Print the whole listing below exactly, skipping every picture.
____
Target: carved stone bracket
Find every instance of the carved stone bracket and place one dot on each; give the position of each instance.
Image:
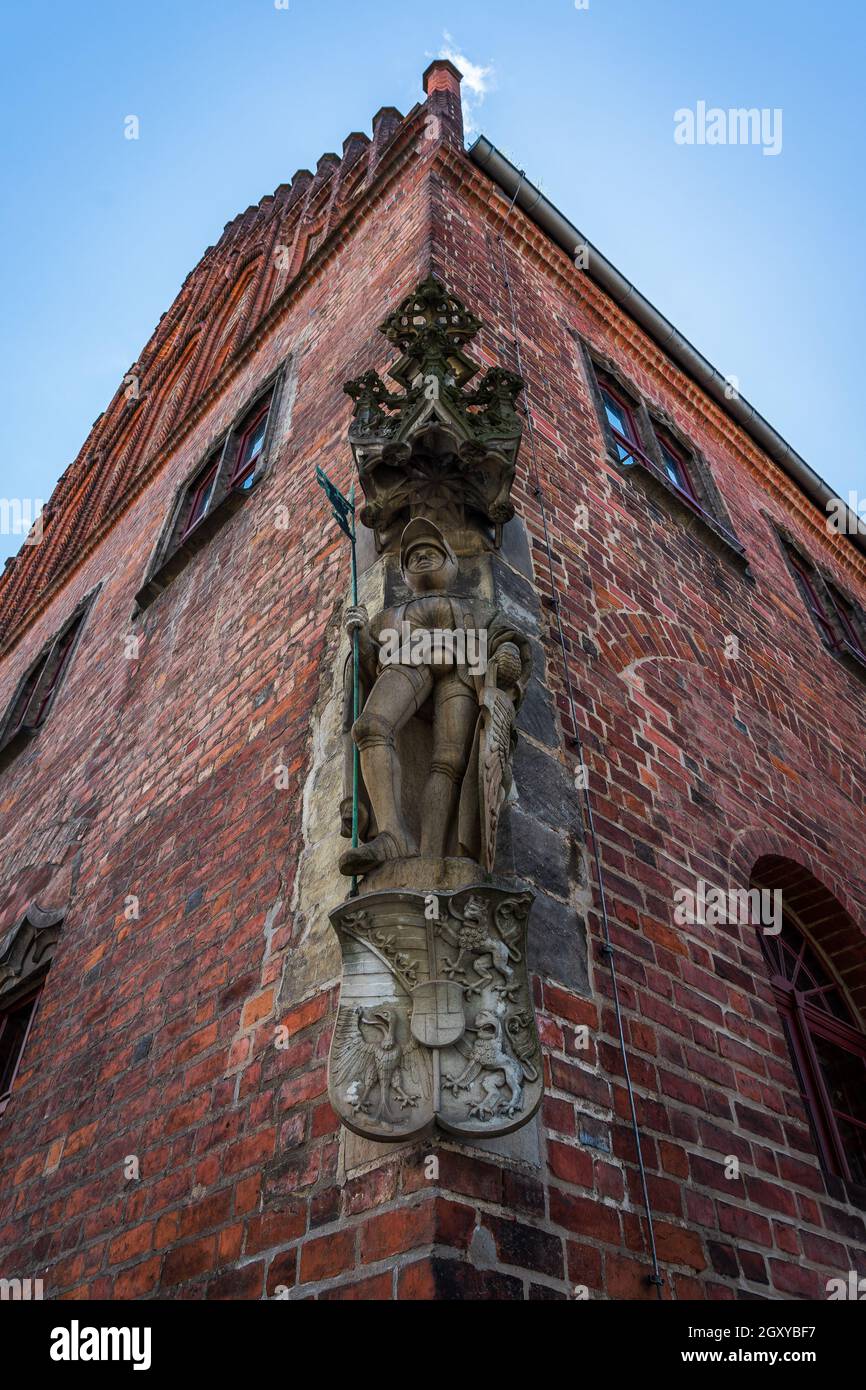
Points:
(27, 947)
(435, 1019)
(434, 449)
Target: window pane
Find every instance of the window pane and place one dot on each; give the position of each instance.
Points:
(616, 414)
(250, 449)
(11, 1041)
(673, 467)
(845, 1079)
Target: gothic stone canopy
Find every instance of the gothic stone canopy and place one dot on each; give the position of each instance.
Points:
(435, 448)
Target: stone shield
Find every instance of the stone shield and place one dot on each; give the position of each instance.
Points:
(435, 1019)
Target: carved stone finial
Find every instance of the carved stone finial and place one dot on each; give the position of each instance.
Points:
(435, 448)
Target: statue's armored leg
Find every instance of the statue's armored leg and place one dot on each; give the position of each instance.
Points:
(396, 695)
(456, 713)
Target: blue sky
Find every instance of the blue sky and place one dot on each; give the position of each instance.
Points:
(756, 259)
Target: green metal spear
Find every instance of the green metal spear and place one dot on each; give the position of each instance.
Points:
(344, 514)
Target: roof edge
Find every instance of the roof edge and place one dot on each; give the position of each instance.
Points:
(516, 186)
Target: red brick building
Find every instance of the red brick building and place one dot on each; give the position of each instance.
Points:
(167, 972)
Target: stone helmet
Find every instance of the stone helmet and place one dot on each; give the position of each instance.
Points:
(420, 531)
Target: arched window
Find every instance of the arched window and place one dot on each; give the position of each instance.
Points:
(827, 1047)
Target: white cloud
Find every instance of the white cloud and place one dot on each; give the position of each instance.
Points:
(477, 81)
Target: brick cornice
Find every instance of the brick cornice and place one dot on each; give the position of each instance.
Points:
(395, 157)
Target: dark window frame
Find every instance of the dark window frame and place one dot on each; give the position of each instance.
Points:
(701, 502)
(672, 448)
(38, 690)
(834, 615)
(184, 534)
(31, 995)
(802, 1023)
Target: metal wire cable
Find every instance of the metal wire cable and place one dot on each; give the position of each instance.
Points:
(606, 944)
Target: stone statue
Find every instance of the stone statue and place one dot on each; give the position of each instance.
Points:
(459, 659)
(435, 1022)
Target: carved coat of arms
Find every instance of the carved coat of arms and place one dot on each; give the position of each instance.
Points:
(435, 1018)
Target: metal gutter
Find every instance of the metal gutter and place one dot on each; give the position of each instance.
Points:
(516, 186)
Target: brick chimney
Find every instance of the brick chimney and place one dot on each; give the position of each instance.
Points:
(442, 86)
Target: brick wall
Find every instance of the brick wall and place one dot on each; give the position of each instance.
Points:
(156, 1037)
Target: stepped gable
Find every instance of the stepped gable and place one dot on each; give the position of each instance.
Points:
(220, 305)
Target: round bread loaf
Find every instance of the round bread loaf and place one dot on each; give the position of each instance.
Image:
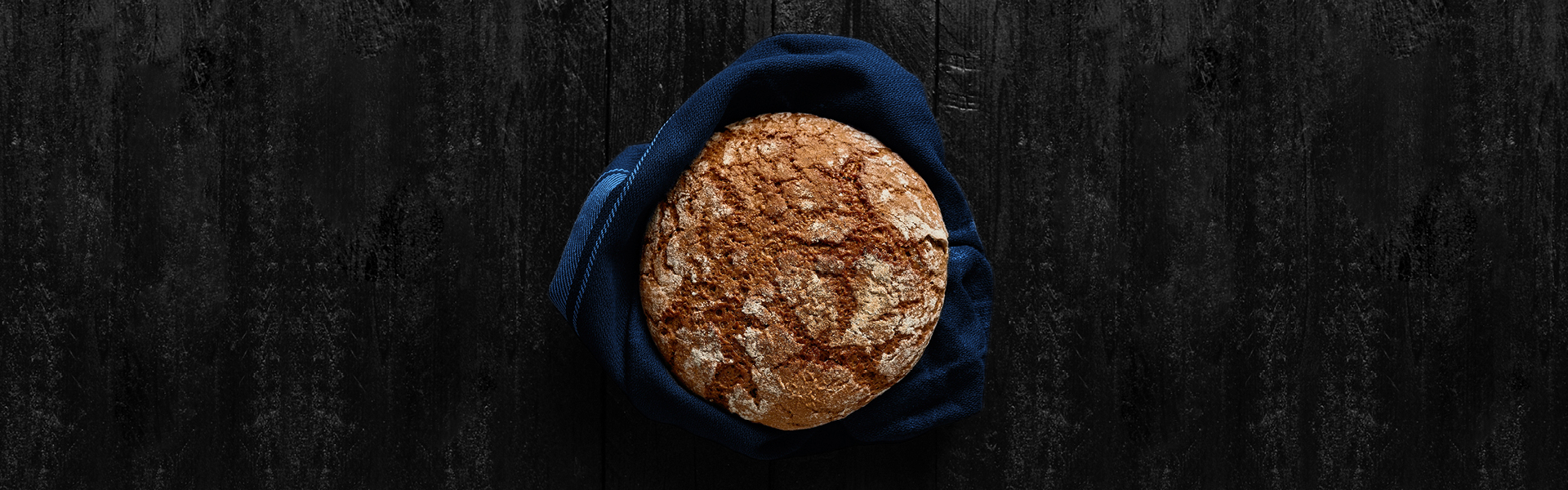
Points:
(795, 270)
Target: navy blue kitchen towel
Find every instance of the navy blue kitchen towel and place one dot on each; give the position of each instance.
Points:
(596, 285)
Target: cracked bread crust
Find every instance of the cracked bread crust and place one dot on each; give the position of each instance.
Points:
(795, 270)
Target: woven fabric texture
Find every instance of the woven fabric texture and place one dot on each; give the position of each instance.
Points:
(596, 283)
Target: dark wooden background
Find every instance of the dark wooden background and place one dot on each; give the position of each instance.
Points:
(1237, 244)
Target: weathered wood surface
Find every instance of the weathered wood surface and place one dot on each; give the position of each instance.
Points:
(295, 244)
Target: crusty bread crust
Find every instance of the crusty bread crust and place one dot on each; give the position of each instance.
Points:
(795, 270)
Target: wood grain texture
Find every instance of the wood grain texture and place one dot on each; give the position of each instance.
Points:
(308, 244)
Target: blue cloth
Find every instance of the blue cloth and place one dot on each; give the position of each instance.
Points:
(596, 285)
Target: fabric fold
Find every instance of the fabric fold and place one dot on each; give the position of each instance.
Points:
(596, 283)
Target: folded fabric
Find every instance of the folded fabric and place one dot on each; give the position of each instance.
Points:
(596, 283)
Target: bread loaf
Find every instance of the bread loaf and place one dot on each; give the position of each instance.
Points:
(795, 270)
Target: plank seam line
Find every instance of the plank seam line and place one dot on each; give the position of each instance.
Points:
(626, 187)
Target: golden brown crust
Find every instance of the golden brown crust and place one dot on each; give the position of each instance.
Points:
(795, 270)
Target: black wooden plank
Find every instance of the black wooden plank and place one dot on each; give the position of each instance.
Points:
(903, 29)
(1236, 245)
(295, 245)
(661, 52)
(1258, 245)
(996, 79)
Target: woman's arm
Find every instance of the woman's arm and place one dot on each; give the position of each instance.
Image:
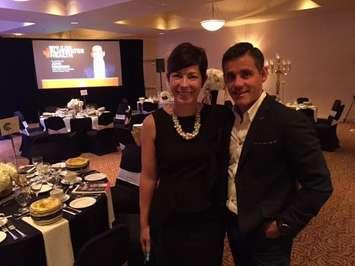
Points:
(147, 180)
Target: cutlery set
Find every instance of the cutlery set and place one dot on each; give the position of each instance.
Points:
(13, 231)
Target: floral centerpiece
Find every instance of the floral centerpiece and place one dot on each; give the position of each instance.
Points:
(214, 81)
(165, 97)
(75, 104)
(8, 172)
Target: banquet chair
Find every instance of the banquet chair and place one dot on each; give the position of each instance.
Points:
(138, 118)
(123, 137)
(54, 147)
(214, 94)
(309, 113)
(28, 134)
(123, 114)
(326, 128)
(149, 107)
(125, 198)
(102, 140)
(109, 248)
(81, 126)
(302, 100)
(55, 125)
____
**Result for this task**
Target: carved stone bracket
Find every instance of the carved stone bracket and place one dot on each; give the position of each instance.
Image:
Points:
(27, 947)
(435, 1019)
(434, 449)
Target: window pane
Find every instance of the window pane and place one dot on each; give the position of each instance.
Points:
(616, 414)
(250, 449)
(11, 1041)
(673, 467)
(845, 1079)
Target: gothic stone canopy
Find every instance of the gothic stone canopy and place one dot on each; give the position of each instance.
Points:
(435, 448)
Target: stone shield
Find every instance of the stone shield and place one dot on each; give the position of each instance.
Points:
(435, 1019)
Target: carved stone finial
Find every instance of the carved stone finial and place one dot on each; give the position of each instance.
Points:
(435, 448)
Target: statue's armored leg
Find every instance of the statue's armored leg and place one dot on each; give the position of each instance.
Points:
(396, 695)
(456, 713)
Target: blue sky
Find every instance of the blue sky and place one dot on each; give the position of each instance.
Points:
(756, 259)
Target: green metal spear
Find every instance of the green metal spear and place one dot on each; give the position of each instance.
Points:
(344, 514)
Target: roof edge
Find every instance of the roof edge and place one dot on each; give the position of each instance.
Points:
(516, 186)
Target: red brick building
Find every instance of the red brick building and place one dot on each; give the position of each instance.
Points:
(167, 972)
Target: stone helmet
Find every instance of the stone helmet and place one dot on each; give the position of each instance.
Points:
(420, 531)
Target: arched window
Find every instance of the arched window and place one dot on each; give the position of each instance.
Points:
(827, 1047)
Target: white cloud
Find every instance of the white cloud and place one dot on each; give the position of each instance.
Points:
(477, 81)
Target: brick cornice
Find every instance of the brick cornice and place one dot on each; give the position of each instance.
Points:
(395, 157)
Target: dark window frame
Find every instance of the dark window frame and place one dot on each; give the position of each instance.
Points:
(701, 502)
(672, 448)
(38, 690)
(834, 615)
(184, 534)
(31, 995)
(802, 1023)
Target: metal wire cable
Find every instance of the metal wire cable and place one dot on each; give the position of each instance.
Points:
(606, 944)
Target: stone statue
Find every instance of the stone statue and place one dot on each; give the position of each instance.
Points:
(459, 659)
(435, 1022)
Target: carved coat of arms
Find every instance of the carved coat of arms and place one dot on each; give the position of each instance.
Points:
(435, 1018)
Target: metal gutter
Find every instance of the metal gutter and place one dot on each; give the position of each instance.
Points:
(516, 186)
Target: brick chimney
Find every instance of the brick chimney and place one dot on each; give the position of each instance.
Points:
(442, 86)
Target: brick wall
Find every instance of the brick wall and place one dot on each; give the position of each instance.
Points:
(156, 1037)
Target: stepped gable
Find every instance of the stepped gable and place one dot on each; give the position of each instance.
Points:
(220, 305)
Target: round bread loaf
Find every instance of the round bread loaf and place one dot on each; give the position of each instance.
Image:
Points:
(795, 270)
Target: navy blue kitchen towel
Find every instance of the navy blue kitchen towel and place one dot on each; give the position of each instance.
Points:
(596, 285)
Target: cracked bread crust
Find every instance of the cracked bread crust and place one dot on each; give the position of each instance.
Points:
(795, 270)
Target: woven fabric texture
Find every instance of the woven fabric texture and place one dot on each; give the position of each instance.
Points:
(596, 283)
Target: dark wooden background
Find every instance of the dark wooden background and place one dot on each; give the position of each instance.
Points:
(1237, 244)
Target: weathered wood surface
Find every instance of the weathered wood surface and place one dot on each; give the position of each instance.
Points:
(295, 244)
Target: crusty bread crust
Find every instance of the crusty bread crust and place one dot on each; give the position of each instance.
Points:
(795, 270)
Target: wood grain texture
Find every instance of the wood grain texture and place one dot on each; give the position of each instance.
Points:
(308, 244)
Target: blue cloth
Find every instance of the blue cloth and place one dot on each; give the position of each instance.
Points:
(596, 285)
Target: fabric fold
Find every instance of the fabric fold and place one dot on each; give the position of each instance.
Points:
(596, 283)
Target: folded fabric
Find every instance of the folded fabric and place one dot on each; give the position of each instance.
Points:
(596, 283)
Target: bread loaf
Find every instance of the bread loaf and place one dot on each; give the position of each instance.
Points:
(795, 270)
Target: plank seam line
Find every instance of the plank seam line and place one dot on each; give the position of each instance.
Points:
(626, 187)
Target: golden brown crust
Find every instance of the golden brown crust and place one dot on each; give the position of each instance.
Points:
(795, 270)
Target: black wooden plank
Find every instance of the black wooden plank and place one dot on each; give the position of each instance.
Points:
(903, 29)
(1236, 245)
(295, 245)
(661, 52)
(1258, 245)
(996, 79)
Target: woman's arm
Find every instance of the woman's arm and place one dot on each; give the position of each instance.
Image:
Points:
(147, 180)
Target: cutlery set
Find every instance of the cutlery set and place one dot on each; give the position of each instance.
Points:
(13, 231)
Target: floral centerpiece
Find every instance of the floral centerpiece and place one dot on each; give the position of each instance.
Points:
(214, 81)
(165, 97)
(75, 104)
(8, 172)
Target: banquet chair
Find every instance of the banquet chair and place one dot on each; give the position of each instance.
Points:
(138, 118)
(123, 137)
(54, 147)
(214, 94)
(309, 113)
(28, 134)
(123, 114)
(326, 128)
(149, 107)
(125, 198)
(102, 140)
(109, 248)
(81, 126)
(302, 100)
(55, 125)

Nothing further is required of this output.